--- START ---

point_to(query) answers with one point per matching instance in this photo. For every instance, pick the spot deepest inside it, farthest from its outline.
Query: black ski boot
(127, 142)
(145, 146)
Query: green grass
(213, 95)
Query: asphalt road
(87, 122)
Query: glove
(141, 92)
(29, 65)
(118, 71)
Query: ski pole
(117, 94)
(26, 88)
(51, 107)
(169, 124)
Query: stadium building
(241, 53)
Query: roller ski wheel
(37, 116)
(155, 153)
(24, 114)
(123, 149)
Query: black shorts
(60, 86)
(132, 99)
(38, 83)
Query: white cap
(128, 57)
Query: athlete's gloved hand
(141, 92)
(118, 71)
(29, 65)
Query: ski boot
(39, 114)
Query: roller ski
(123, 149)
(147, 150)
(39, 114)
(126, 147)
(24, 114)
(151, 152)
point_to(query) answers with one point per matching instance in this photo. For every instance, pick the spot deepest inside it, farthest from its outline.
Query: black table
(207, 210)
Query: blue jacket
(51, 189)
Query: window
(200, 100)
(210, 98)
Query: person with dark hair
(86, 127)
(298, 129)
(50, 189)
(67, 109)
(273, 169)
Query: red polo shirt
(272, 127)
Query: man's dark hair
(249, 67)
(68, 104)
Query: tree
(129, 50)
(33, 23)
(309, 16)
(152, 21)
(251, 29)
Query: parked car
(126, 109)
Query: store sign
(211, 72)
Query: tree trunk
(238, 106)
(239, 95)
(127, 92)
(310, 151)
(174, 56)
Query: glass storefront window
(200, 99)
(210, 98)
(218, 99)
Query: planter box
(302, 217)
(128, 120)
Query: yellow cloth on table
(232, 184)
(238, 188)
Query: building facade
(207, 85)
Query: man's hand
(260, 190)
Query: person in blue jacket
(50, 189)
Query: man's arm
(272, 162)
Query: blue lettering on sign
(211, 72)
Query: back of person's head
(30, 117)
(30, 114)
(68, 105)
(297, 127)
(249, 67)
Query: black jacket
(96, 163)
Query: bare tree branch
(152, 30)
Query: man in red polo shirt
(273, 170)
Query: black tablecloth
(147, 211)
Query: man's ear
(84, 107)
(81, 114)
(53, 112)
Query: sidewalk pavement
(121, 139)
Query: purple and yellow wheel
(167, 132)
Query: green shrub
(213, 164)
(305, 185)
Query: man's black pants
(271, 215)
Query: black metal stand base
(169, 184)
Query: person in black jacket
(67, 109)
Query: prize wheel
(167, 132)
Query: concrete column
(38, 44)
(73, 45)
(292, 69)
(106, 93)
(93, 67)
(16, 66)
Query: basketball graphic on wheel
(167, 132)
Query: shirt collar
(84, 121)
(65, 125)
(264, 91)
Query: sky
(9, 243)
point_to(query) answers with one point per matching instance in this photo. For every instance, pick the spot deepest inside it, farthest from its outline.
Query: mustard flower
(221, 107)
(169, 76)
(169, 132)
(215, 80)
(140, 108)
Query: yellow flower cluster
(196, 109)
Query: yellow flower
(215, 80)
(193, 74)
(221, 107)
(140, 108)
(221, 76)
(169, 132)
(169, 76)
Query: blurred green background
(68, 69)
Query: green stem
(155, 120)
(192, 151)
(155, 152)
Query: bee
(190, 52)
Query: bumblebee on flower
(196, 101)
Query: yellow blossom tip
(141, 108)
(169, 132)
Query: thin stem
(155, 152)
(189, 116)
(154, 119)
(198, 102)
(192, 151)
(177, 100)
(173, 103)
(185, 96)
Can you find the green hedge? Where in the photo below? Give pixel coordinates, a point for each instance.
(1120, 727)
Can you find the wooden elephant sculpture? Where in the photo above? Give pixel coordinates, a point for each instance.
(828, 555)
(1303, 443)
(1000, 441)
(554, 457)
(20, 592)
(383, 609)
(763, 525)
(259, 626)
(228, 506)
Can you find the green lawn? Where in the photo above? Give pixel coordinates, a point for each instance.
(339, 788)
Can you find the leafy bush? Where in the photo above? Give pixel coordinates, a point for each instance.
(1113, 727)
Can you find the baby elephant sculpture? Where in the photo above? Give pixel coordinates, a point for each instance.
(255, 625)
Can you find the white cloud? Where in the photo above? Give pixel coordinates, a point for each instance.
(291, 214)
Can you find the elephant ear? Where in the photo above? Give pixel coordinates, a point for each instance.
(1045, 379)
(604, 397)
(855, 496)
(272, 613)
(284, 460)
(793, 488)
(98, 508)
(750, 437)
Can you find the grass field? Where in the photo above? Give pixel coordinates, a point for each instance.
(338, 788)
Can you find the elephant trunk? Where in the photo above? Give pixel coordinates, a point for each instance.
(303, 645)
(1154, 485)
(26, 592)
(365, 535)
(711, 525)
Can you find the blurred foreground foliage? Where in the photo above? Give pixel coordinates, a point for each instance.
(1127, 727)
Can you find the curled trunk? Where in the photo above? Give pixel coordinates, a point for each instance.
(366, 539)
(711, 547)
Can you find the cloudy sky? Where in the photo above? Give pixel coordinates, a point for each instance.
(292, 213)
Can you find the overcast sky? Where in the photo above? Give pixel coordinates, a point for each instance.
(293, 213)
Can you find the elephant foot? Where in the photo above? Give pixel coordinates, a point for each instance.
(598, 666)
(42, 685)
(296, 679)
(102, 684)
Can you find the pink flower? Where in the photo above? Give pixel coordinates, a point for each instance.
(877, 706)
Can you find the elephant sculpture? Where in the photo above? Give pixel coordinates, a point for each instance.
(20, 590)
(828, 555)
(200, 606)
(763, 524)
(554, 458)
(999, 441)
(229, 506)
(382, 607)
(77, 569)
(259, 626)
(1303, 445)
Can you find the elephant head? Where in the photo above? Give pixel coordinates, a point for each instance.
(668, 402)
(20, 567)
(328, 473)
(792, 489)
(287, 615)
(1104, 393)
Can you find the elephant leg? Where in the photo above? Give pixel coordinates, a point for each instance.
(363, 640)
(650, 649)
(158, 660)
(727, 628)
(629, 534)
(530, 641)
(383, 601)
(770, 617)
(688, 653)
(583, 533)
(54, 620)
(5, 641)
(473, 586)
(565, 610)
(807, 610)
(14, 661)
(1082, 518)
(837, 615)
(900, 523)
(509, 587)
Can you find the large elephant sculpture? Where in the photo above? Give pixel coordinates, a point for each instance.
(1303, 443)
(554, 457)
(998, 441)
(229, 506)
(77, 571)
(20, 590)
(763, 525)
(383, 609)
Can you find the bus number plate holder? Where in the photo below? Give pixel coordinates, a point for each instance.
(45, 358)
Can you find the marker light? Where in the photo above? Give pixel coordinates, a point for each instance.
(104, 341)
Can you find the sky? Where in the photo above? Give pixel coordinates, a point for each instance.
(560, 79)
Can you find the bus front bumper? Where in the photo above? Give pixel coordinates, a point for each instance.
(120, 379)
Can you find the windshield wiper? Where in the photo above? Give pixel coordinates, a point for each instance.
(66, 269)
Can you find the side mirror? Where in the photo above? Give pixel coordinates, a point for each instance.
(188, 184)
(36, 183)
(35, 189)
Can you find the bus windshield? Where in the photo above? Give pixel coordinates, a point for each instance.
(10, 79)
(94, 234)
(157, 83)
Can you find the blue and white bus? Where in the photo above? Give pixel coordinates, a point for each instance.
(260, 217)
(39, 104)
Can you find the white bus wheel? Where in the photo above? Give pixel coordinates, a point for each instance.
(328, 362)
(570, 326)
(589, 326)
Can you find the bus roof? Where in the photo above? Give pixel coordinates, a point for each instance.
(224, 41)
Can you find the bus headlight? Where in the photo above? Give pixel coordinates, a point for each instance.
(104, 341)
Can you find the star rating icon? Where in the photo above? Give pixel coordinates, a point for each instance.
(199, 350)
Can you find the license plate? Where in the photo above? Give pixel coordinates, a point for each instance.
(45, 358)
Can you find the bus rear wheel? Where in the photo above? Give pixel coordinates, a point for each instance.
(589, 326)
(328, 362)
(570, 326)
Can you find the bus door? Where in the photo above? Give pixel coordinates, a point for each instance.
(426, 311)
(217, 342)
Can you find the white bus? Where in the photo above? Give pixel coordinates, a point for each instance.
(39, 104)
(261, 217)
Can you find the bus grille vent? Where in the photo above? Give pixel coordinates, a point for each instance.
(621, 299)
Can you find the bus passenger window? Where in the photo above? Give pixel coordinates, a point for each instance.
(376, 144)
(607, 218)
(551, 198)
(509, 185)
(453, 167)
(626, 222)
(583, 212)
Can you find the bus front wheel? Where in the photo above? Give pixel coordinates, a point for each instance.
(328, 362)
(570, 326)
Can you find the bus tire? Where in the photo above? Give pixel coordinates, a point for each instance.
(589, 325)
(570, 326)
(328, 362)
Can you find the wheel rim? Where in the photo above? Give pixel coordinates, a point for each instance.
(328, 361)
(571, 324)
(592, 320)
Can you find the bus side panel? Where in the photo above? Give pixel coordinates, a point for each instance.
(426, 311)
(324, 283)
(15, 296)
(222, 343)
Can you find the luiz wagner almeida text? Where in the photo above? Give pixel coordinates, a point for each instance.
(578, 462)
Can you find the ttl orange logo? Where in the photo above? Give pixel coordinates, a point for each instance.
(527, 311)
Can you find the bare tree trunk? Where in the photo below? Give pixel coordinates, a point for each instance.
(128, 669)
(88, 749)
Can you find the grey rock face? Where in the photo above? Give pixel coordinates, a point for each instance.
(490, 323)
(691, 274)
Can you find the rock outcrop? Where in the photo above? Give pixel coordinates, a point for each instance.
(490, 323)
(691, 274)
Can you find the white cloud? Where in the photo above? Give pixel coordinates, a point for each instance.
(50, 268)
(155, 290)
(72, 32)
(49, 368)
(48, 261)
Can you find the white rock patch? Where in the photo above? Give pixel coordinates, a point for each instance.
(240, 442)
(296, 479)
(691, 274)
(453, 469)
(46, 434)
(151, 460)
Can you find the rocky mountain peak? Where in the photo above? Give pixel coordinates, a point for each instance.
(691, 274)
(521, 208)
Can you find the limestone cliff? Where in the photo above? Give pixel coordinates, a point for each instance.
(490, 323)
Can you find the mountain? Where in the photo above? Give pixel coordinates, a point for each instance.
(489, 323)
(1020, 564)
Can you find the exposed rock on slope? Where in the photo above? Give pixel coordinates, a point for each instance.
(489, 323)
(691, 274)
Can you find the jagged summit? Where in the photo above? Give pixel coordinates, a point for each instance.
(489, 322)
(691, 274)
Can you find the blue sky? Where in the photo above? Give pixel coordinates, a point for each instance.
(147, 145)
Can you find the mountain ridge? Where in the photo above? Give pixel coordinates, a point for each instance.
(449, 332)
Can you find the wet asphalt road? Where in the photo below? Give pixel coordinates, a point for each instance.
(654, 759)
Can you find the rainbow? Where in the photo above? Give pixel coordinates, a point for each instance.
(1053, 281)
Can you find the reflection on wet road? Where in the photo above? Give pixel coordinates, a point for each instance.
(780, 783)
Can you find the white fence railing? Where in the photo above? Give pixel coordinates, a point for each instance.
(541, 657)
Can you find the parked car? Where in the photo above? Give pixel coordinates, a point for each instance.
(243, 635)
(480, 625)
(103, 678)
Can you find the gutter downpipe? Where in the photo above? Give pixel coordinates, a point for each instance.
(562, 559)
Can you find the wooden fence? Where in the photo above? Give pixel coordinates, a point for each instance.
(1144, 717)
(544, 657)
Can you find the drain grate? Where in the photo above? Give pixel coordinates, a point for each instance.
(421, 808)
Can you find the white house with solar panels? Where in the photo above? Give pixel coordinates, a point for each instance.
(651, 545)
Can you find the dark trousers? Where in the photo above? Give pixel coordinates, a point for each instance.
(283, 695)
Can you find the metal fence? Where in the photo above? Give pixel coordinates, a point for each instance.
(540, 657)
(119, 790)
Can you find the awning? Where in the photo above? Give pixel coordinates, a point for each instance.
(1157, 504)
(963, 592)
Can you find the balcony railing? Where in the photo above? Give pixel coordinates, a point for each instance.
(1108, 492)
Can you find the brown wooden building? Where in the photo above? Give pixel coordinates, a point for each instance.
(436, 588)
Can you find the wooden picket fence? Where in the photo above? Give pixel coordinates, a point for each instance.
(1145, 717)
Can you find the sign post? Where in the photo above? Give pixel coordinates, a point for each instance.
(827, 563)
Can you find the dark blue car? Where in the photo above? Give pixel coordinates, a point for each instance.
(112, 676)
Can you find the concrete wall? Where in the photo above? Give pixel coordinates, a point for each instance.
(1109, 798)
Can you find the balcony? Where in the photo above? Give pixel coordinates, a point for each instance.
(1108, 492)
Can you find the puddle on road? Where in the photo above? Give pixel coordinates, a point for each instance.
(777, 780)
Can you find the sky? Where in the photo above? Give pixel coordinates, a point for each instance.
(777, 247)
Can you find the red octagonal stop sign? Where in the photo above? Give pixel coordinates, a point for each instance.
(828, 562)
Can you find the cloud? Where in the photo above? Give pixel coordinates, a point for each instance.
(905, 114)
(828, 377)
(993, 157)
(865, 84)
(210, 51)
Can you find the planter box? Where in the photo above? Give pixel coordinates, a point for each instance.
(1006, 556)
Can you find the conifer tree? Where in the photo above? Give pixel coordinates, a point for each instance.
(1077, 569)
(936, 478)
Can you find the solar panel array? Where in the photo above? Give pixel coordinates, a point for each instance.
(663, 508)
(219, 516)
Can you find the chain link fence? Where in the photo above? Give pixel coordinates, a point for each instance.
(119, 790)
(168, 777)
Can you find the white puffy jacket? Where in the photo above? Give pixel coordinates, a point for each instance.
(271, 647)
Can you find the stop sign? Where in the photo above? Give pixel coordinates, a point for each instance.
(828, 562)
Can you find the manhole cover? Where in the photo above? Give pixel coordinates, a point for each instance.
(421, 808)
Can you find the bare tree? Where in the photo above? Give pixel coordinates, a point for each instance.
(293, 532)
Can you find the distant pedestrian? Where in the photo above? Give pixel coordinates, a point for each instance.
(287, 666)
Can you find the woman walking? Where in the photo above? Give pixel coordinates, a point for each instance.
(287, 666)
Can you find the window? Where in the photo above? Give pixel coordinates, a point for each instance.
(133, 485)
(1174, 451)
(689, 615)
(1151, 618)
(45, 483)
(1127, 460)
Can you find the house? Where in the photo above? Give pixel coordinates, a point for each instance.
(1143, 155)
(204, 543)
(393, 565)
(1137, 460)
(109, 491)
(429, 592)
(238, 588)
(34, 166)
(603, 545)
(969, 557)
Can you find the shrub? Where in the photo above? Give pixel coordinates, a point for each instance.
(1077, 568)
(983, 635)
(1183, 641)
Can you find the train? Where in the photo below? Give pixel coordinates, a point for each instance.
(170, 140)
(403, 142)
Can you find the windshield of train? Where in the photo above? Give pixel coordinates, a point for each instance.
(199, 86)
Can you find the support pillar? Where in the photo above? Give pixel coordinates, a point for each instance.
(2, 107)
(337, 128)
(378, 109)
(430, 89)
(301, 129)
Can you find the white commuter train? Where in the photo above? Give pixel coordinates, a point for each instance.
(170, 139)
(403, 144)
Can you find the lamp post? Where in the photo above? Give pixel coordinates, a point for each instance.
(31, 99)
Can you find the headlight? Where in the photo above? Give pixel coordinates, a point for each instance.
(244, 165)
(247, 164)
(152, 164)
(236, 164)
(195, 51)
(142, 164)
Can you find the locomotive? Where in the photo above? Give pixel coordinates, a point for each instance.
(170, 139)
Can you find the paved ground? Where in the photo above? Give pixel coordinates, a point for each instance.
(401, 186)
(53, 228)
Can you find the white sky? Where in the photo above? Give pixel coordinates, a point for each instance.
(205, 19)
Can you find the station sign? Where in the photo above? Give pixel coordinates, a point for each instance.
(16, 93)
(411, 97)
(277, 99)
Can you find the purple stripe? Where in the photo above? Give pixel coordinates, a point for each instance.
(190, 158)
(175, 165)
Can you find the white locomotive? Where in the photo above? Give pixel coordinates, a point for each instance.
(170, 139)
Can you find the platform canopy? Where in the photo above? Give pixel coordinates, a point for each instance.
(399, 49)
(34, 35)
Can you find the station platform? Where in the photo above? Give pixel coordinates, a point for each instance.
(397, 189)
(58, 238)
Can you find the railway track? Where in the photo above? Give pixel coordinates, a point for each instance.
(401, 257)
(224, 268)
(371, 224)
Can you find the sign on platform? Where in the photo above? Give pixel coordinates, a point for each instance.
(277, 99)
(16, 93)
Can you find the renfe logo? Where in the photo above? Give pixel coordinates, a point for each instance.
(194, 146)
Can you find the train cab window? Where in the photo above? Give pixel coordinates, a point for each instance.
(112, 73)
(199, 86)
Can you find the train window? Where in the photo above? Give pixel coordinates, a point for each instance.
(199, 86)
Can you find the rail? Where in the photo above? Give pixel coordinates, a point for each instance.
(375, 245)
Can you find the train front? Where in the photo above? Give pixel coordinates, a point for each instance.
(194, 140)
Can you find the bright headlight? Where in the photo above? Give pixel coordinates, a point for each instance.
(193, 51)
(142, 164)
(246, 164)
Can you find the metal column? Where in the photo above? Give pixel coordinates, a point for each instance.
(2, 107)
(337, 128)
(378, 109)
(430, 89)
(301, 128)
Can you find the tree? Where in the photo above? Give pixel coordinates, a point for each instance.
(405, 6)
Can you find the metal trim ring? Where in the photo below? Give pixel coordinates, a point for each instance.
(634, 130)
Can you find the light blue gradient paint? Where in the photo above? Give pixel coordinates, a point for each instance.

--- END ---

■ **Task requirements**: Produce verbatim the lines starting at the one with "Can you find the metal trim" and ending at the last line of the material, both ends included. Add no other line.

■ **Solution to this task**:
Can you find the metal trim ring? Where in the photo below? Give pixel coordinates, a point for each instance.
(634, 130)
Can you find the light blue gradient paint? Where in the photo above? Give pixel coordinates, a point for each instance.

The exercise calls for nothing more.